== Document extract ==
# "Manta ray"



## copiecat (May 24, 2010)

This is my last restoration.
Found all parts was difficult, long expensive but funny...
The pictures talking about the evolution.





Buy like this.




After X.time on Ebay and forum.









now ! I just need cutting hair like young man on dealer brochure...:o


----------



## partsguy (May 24, 2010)

Cool! Is that Hugger Orange?


----------



## copiecat (May 24, 2010)

classicfan1 said:


> Cool! Is that Hugger Orange?




What mean Hugger ?
The real color was called Kool orange,
i can't find it without NOS parts...

I chose on PANTONE the most similar than grips.

sorry for my english.


----------



## flatcat60 (May 24, 2010)

very nice restoration,it takes alot of searching to find original parts.


----------



## partsguy (May 25, 2010)

"Hugger Orange" is a color found on Classic American Muscle Cars:

http://carphotos.cardomain.com/ride_images/1/2754/1561/6883280056_large.jpg

http://photos.webridestv.com/datast...610/Dale_Jrs_1972_Camaro_14647_20071203_l.jpg


----------



## mre straightbar (May 25, 2010)

cool i need seat for fat ass and stick shift for mine


----------



## Strings-n-Spokes (May 27, 2010)

Bravo! Bien fait!
Was that correct?


----------



## copiecat (May 27, 2010)

THX,

Sure the real color was inspired by this period's car,
but it' too difficult to found them in France

For the seat, last week there was two models for sale, i 'don't remember the finish price...


@string&spokes, yes it's 

silver vs orange


----------



## gold street customs (Jun 3, 2010)

Very Nice!!!!


----------
===
== Extracted material ==
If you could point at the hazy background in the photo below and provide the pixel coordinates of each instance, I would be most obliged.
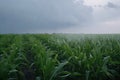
(59, 16)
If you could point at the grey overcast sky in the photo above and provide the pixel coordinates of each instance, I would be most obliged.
(59, 16)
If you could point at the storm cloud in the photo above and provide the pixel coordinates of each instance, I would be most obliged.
(17, 16)
(56, 16)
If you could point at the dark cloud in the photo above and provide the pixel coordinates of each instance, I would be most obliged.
(18, 16)
(112, 5)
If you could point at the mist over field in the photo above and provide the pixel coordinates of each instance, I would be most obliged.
(64, 16)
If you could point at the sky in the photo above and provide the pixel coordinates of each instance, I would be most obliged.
(60, 16)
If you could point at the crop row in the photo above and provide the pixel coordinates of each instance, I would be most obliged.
(59, 57)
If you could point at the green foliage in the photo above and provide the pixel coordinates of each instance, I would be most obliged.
(59, 57)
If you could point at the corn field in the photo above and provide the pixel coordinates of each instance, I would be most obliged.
(59, 57)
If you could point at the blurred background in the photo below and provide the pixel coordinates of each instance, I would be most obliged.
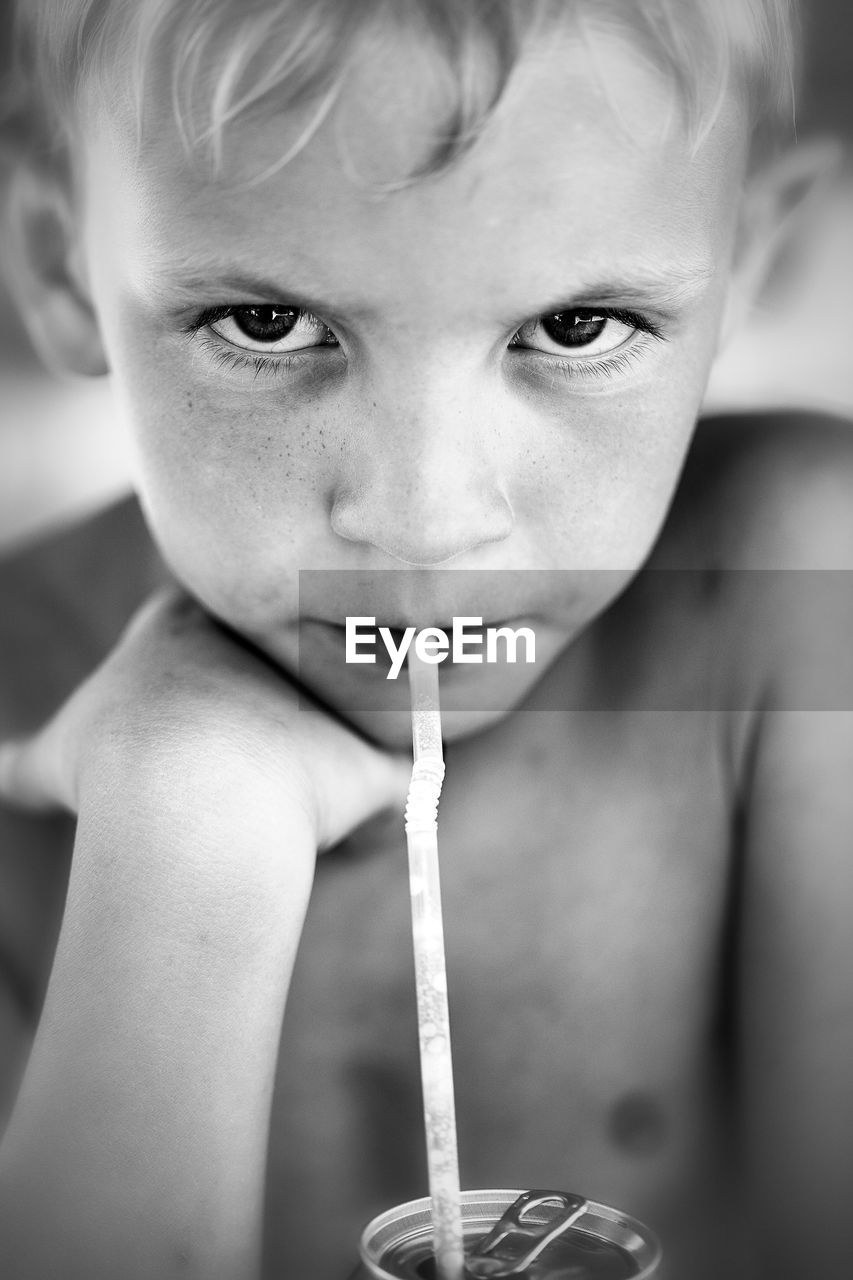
(62, 449)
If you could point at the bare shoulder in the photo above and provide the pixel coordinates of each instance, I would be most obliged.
(767, 492)
(63, 603)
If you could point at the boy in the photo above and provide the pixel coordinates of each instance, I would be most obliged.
(419, 293)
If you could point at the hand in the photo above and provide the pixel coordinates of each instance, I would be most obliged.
(178, 682)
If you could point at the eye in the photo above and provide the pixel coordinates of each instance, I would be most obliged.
(584, 330)
(269, 328)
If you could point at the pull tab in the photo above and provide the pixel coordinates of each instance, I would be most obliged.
(495, 1256)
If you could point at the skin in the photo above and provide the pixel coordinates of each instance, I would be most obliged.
(587, 924)
(423, 439)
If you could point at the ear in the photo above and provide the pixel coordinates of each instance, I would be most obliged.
(46, 273)
(776, 204)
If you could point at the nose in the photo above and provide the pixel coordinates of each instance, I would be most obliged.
(424, 483)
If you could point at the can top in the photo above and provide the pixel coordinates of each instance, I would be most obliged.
(523, 1234)
(520, 1235)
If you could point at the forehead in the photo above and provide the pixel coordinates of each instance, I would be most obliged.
(584, 165)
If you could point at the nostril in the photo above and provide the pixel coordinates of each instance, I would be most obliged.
(419, 533)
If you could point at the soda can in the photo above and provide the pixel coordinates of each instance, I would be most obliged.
(525, 1235)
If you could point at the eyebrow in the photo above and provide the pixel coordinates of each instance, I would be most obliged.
(664, 287)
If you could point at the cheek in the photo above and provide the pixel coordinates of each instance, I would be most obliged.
(601, 489)
(232, 487)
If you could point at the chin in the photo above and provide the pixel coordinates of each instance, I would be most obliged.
(392, 730)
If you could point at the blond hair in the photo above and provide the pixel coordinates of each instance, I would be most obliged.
(228, 59)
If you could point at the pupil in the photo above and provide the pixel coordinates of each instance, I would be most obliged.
(265, 324)
(574, 328)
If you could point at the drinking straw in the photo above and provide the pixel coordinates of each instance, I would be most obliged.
(430, 974)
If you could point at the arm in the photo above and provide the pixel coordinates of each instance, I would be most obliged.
(138, 1141)
(797, 995)
(796, 1009)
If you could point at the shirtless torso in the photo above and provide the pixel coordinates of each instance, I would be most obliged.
(592, 887)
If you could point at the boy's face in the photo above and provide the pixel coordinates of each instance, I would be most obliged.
(497, 368)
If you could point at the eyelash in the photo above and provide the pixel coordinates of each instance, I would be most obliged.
(574, 369)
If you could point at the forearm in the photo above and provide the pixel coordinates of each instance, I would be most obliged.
(138, 1141)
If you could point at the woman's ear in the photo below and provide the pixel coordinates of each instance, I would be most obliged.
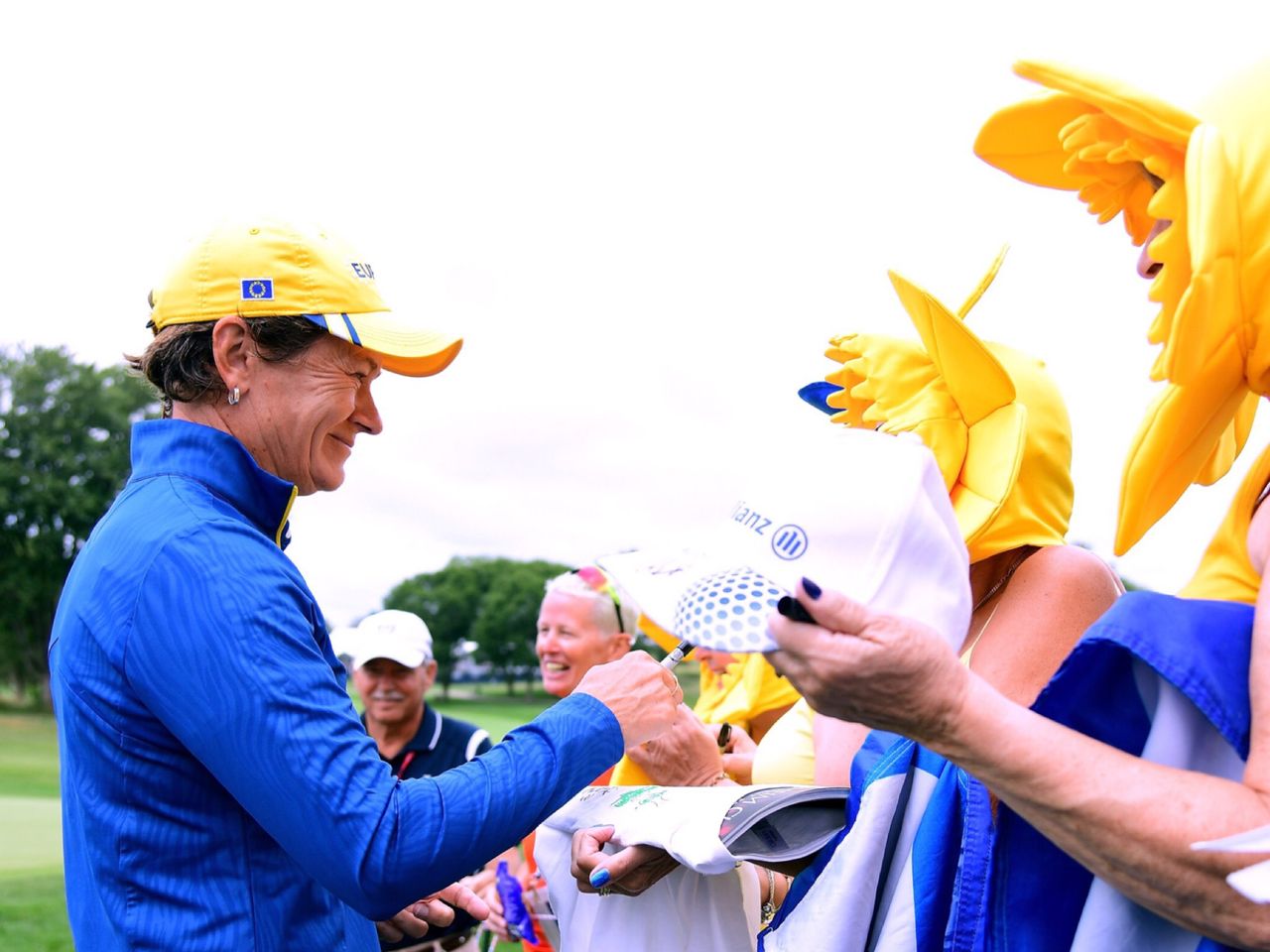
(232, 352)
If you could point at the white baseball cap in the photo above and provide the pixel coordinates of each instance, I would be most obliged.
(861, 512)
(399, 636)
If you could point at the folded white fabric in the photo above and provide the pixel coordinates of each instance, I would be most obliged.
(1251, 881)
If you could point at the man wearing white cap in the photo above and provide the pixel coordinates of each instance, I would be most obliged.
(393, 670)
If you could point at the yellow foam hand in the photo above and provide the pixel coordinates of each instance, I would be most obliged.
(1096, 137)
(1225, 571)
(893, 385)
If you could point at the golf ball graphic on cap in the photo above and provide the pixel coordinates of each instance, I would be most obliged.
(728, 611)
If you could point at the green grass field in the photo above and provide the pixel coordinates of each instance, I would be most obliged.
(32, 905)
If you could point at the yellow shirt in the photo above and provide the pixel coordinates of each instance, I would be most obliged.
(746, 689)
(786, 754)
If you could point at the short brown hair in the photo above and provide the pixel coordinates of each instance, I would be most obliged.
(180, 361)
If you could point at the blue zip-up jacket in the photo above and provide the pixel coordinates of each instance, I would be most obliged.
(218, 791)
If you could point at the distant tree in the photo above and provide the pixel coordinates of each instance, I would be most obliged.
(506, 627)
(493, 602)
(64, 456)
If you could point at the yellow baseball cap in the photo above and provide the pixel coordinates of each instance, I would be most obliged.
(268, 268)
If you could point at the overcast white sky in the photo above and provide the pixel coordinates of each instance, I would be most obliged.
(645, 218)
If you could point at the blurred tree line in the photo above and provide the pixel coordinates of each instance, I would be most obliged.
(64, 456)
(490, 602)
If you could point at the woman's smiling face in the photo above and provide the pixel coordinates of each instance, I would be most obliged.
(571, 643)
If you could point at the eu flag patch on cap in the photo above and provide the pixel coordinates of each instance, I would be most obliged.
(257, 289)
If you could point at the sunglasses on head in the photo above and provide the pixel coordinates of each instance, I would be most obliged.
(598, 581)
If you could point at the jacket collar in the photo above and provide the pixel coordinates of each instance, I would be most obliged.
(220, 462)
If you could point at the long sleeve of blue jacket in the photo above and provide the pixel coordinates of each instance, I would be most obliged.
(241, 675)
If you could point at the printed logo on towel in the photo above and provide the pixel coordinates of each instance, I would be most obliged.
(257, 289)
(751, 518)
(789, 542)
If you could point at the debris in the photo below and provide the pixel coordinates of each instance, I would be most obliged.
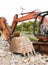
(8, 58)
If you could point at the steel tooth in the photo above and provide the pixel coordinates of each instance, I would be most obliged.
(30, 53)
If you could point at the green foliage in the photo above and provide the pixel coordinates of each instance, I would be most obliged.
(0, 33)
(32, 38)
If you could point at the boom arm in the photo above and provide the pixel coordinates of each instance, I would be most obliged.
(31, 15)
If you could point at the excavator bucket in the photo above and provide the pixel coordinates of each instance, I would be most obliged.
(22, 45)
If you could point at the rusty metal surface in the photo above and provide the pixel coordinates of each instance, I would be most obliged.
(22, 45)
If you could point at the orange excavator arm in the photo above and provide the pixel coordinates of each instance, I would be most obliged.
(30, 15)
(5, 28)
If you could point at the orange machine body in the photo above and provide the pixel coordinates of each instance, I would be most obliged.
(7, 31)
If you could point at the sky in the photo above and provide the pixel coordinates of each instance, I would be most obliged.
(8, 8)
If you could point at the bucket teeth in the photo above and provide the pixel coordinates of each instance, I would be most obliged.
(22, 45)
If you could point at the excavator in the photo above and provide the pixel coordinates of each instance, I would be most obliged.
(42, 34)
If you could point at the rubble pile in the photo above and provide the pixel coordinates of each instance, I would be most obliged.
(8, 58)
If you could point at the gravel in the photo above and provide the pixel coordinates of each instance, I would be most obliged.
(8, 58)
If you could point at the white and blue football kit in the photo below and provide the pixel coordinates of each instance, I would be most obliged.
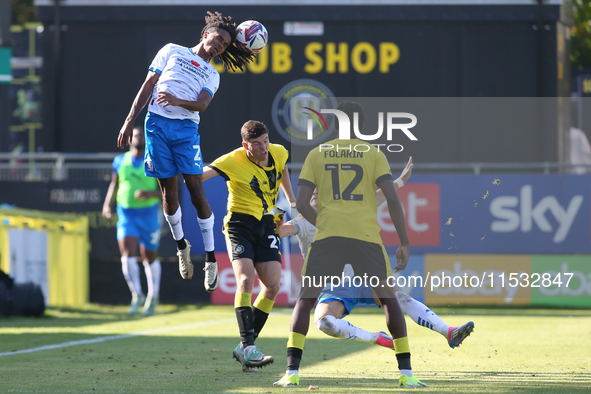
===
• **Goal 1**
In the Manta ray forum thread, what does copiecat say the real color was called?
• **Goal 2**
Print the section of the Manta ray forum thread that starts at "Sure the real" and ends at "the finish price...".

• **Output 1**
Kool orange.

• **Output 2**
Sure the real color was inspired by this period's car,
but it' too difficult to found them in France

For the seat, last week there was two models for sale, i 'don't remember the finish price...